__Exercise directions__: Return each line of the records below in which the string "this" turns up.

__Records provided__:
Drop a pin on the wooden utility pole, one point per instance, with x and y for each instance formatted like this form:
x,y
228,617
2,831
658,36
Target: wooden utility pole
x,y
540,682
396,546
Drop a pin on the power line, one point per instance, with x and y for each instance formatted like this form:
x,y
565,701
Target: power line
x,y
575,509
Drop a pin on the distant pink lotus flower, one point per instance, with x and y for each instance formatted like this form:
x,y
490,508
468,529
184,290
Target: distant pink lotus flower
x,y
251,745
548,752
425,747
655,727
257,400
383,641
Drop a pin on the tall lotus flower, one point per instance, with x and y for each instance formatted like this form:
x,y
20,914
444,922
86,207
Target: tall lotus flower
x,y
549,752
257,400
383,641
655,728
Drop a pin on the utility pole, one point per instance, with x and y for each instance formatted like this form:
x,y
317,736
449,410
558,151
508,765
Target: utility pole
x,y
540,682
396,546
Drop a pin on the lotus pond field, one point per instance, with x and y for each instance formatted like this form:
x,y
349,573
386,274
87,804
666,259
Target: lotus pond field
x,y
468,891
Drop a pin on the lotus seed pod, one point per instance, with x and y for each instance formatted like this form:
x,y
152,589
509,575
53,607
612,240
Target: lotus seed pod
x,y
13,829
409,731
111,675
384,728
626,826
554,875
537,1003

__Answer box__:
Drop a pin on the wooden utility pole, one point per instance, with x and y for each instance formatted like this form:
Drop a pin on the power line, one point per instance, with x and y for each instance formatted like this form:
Drop a pin on the distant pink lotus flower, one point per instance, with x and y for each instance formatted like this form:
Drop a pin on the tall lotus flower, one point per instance, with x and y for each instance formatted like this form:
Drop a pin on the utility pole, one point per instance, with x and y for each instance formatted like this form:
Drop a pin on the lotus pond field, one point per instance, with x and y for each instance formatted like this form:
Drop a pin on the lotus seed pod, one point per instance, with x and y for each instance formatted like this form:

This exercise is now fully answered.